* Prompt: The required output is the line containing "Target: cub's ear" through the final line of the material below, printed exactly, with no other lines.

——

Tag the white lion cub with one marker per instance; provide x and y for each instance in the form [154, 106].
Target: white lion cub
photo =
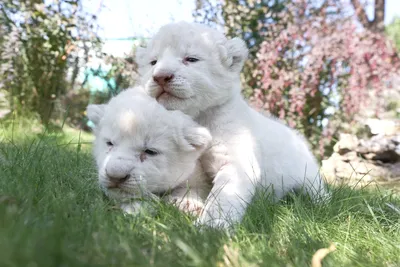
[196, 69]
[142, 149]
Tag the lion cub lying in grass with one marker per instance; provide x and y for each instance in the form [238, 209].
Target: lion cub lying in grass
[143, 150]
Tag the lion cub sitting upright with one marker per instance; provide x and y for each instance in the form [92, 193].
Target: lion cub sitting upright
[142, 149]
[196, 69]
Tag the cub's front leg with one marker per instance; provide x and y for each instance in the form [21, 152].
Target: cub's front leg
[234, 185]
[187, 200]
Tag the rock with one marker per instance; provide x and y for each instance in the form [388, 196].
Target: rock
[361, 161]
[347, 143]
[382, 127]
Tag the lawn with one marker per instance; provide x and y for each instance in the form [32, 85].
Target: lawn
[52, 213]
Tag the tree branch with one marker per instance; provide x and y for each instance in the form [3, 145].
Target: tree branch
[361, 14]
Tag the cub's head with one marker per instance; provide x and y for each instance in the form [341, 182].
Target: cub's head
[191, 67]
[140, 146]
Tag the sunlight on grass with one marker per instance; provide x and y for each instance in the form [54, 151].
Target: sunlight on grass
[53, 213]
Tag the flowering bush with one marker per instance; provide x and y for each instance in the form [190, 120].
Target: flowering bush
[321, 65]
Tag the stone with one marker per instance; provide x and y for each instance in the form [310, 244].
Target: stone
[362, 161]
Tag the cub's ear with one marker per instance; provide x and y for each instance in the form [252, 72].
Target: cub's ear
[234, 53]
[95, 112]
[195, 138]
[140, 55]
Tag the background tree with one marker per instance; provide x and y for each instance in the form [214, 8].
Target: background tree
[42, 49]
[312, 64]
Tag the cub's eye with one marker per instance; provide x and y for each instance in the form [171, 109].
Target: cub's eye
[109, 143]
[151, 152]
[191, 59]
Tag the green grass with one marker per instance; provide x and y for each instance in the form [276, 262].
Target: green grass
[53, 214]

——

* Result of the exercise:
Target: cub's ear
[234, 53]
[95, 112]
[195, 138]
[140, 55]
Tag the background tree with one marker per instance; provide x and y for each instance in the form [214, 8].
Target: background tree
[42, 49]
[312, 64]
Tag the cub's eye with one marker per instance; provide x and y for each instance in the form [171, 109].
Target: cub's eye
[109, 143]
[151, 152]
[191, 59]
Tag the green grass with one marker per instance; provide x and y for each instance in the form [276, 262].
Target: green grass
[53, 214]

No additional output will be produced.